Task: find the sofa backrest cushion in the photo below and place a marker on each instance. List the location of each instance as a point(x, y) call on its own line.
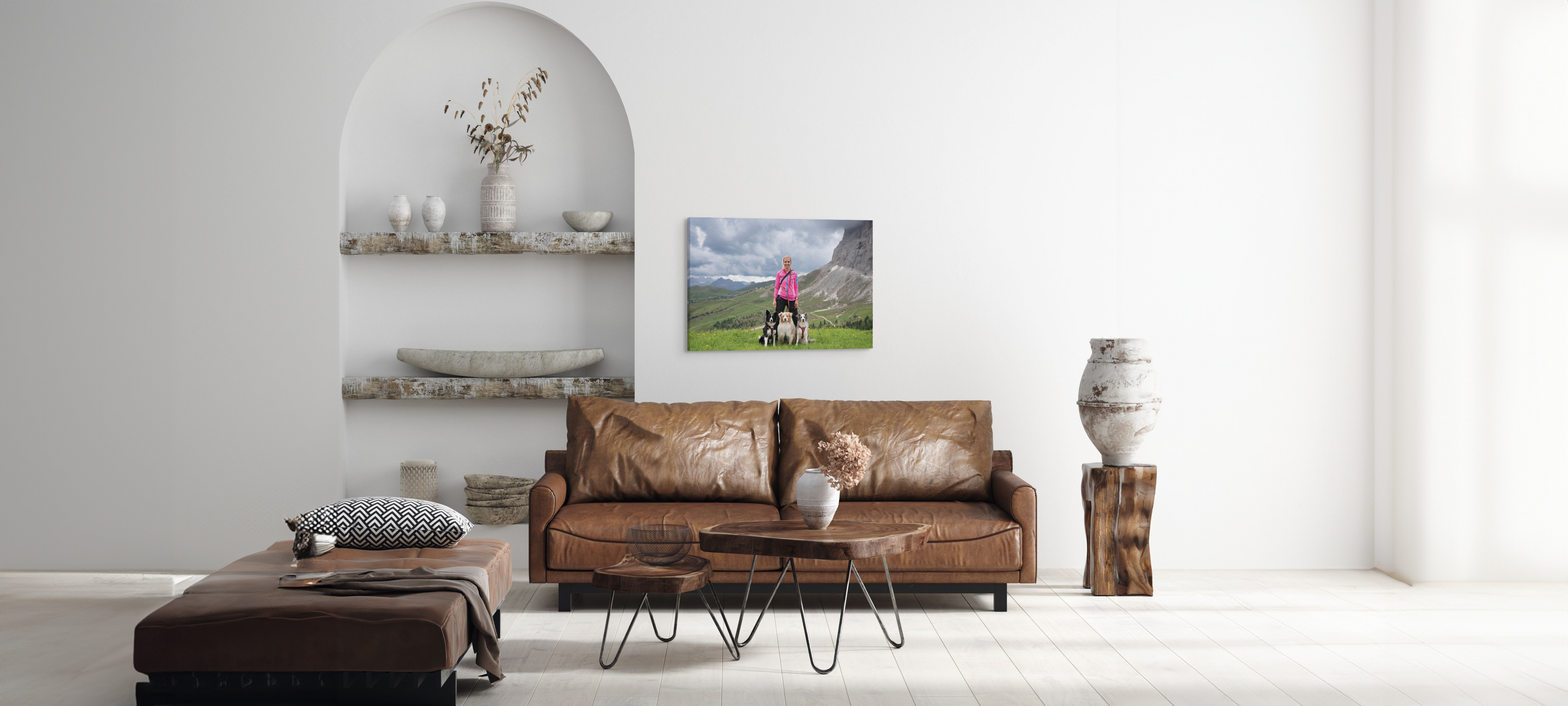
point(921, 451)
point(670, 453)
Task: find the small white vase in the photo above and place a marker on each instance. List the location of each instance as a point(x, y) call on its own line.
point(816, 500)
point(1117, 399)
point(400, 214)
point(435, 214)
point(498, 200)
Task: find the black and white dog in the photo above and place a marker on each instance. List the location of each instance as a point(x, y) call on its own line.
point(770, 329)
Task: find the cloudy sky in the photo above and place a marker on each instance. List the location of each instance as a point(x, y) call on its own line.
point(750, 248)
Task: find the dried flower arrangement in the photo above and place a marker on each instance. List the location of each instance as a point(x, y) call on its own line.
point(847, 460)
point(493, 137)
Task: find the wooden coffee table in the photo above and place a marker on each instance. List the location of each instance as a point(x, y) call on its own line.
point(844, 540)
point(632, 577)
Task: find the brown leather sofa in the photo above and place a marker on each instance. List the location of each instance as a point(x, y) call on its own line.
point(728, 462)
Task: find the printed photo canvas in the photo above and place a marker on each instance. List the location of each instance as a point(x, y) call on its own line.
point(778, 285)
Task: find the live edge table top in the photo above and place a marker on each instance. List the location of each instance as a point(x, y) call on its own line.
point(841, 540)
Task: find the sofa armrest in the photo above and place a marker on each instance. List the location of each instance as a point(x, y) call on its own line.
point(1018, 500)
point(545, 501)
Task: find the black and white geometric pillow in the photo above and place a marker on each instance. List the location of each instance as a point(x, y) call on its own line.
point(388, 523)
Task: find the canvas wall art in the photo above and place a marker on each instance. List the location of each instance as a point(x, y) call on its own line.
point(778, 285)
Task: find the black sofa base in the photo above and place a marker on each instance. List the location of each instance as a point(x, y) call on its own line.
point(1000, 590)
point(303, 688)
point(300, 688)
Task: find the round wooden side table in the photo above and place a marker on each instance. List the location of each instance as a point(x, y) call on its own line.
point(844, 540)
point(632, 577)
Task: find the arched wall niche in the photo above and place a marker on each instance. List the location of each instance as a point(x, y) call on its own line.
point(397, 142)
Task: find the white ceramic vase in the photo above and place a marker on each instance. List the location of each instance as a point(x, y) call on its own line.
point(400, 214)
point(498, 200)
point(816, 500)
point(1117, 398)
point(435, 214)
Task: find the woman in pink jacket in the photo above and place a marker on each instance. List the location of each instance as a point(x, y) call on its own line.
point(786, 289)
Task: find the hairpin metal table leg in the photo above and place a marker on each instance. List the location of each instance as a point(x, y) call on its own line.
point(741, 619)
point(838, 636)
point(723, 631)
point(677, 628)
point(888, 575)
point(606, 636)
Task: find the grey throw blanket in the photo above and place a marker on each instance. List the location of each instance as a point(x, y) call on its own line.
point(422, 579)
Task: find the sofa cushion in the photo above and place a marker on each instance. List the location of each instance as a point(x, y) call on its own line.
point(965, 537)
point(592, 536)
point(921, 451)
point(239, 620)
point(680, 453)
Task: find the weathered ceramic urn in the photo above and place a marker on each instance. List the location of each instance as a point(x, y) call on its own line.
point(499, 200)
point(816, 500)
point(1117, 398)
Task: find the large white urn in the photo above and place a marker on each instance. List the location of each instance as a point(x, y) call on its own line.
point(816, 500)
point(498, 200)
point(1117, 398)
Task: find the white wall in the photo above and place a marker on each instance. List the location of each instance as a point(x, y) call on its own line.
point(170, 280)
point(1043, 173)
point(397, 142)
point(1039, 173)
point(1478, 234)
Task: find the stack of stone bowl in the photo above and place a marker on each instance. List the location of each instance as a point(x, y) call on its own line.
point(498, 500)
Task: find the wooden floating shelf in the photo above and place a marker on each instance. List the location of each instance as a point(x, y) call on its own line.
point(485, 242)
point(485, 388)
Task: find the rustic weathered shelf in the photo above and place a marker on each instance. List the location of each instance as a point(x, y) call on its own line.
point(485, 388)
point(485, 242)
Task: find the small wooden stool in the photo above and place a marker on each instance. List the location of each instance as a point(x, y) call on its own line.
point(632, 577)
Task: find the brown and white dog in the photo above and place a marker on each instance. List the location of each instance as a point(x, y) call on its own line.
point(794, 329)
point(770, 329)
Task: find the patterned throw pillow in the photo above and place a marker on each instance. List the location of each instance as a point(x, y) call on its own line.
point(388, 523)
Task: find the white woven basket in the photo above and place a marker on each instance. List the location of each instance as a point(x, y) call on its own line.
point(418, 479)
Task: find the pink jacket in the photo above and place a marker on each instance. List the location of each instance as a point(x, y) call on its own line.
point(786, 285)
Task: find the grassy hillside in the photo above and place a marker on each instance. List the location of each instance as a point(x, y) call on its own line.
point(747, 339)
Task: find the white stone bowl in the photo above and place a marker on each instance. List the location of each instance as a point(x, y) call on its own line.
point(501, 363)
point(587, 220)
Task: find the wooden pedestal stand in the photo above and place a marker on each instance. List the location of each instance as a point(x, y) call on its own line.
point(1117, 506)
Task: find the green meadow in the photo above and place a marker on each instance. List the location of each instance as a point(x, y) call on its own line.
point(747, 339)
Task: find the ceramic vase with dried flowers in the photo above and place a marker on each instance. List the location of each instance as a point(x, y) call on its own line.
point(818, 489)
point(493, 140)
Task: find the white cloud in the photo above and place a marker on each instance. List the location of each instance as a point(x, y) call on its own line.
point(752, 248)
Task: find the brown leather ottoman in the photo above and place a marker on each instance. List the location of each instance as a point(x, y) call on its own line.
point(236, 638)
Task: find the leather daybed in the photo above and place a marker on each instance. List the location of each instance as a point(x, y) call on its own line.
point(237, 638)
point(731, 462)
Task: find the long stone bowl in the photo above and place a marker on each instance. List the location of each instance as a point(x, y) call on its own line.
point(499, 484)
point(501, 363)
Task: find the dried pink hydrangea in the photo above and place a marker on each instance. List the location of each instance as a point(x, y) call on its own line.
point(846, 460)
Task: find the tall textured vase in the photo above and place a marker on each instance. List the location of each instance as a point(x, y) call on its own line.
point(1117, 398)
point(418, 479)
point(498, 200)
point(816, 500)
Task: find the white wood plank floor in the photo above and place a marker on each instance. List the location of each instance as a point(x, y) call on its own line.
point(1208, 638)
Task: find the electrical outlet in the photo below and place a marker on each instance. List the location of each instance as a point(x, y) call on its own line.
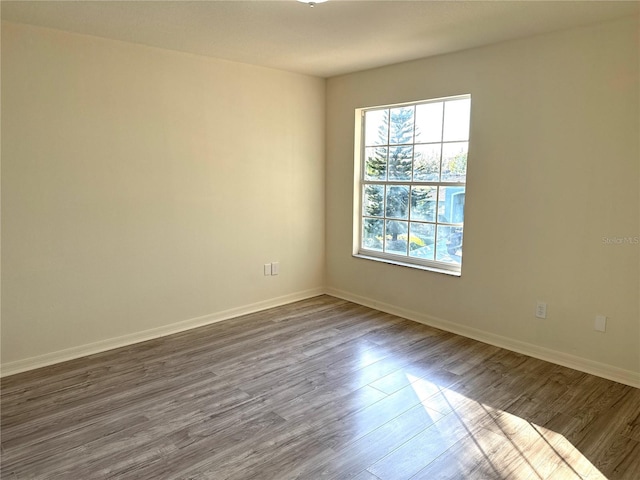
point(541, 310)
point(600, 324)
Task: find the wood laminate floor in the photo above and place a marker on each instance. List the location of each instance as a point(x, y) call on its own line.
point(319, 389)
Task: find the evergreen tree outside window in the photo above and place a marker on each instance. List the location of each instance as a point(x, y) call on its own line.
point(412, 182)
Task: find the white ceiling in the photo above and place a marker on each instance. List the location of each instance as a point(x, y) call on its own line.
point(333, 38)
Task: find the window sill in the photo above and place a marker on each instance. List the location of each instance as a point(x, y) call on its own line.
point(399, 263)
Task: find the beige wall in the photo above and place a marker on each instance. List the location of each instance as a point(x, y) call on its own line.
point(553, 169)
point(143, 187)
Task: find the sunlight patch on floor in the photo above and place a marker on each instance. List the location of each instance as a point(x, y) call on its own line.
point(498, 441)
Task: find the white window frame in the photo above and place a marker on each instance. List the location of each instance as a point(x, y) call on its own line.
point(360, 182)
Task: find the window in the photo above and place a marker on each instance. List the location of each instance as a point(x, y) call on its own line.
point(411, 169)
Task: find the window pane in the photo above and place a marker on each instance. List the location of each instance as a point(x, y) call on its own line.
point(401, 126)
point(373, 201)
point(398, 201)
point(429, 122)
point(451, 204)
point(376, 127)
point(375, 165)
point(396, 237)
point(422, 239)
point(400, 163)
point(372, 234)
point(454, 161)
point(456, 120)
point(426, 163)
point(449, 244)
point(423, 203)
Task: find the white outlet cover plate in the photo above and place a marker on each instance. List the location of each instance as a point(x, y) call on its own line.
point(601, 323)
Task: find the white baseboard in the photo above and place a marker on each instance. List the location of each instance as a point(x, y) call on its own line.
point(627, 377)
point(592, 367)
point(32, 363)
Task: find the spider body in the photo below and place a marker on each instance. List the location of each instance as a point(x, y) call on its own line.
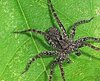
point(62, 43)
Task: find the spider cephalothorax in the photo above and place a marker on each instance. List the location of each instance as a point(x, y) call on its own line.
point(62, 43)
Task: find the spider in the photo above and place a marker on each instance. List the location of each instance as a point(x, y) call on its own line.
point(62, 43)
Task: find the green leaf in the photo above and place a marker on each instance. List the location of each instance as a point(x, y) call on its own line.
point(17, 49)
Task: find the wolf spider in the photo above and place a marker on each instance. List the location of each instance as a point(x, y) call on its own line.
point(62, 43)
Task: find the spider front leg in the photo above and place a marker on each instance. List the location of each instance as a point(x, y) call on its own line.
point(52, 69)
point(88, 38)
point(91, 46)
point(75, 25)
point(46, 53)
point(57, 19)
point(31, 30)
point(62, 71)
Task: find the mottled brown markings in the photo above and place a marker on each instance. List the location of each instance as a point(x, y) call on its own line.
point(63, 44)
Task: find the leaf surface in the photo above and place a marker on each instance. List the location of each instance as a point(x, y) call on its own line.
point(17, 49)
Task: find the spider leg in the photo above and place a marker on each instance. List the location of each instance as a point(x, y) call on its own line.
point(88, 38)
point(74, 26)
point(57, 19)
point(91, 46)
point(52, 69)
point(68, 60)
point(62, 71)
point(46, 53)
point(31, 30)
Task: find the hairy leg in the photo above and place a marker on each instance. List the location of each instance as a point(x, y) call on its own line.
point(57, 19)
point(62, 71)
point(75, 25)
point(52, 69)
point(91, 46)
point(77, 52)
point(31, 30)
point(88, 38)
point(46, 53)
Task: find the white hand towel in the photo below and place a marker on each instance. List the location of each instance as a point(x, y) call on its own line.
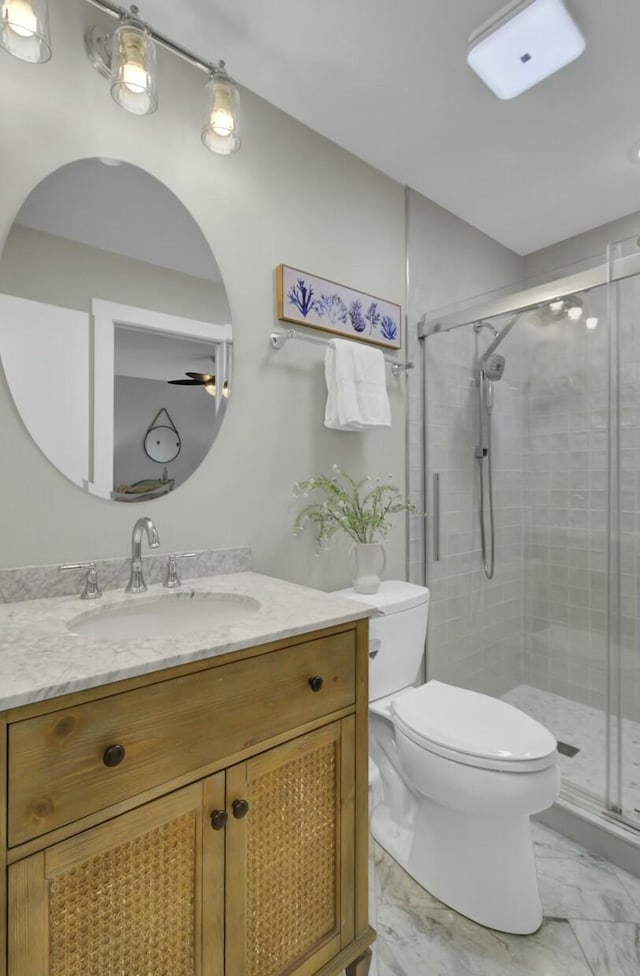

→ **Task instructions**: Each line from the one that holds "Task: find the hairy" through the final line of the data must be retyped exactly; the pictures must not appear.

→ **Task response**:
Task: find the hairy leg in the photo above and place a marker on each instance. List the location of each instance as a point(x, y) call on its own line.
point(57, 19)
point(62, 71)
point(75, 25)
point(52, 69)
point(91, 46)
point(77, 52)
point(31, 30)
point(88, 38)
point(46, 53)
Task: find the white hand towel in the photo below and place a marker on each instance. List the location of each instance as a point(x, y) call on its own line.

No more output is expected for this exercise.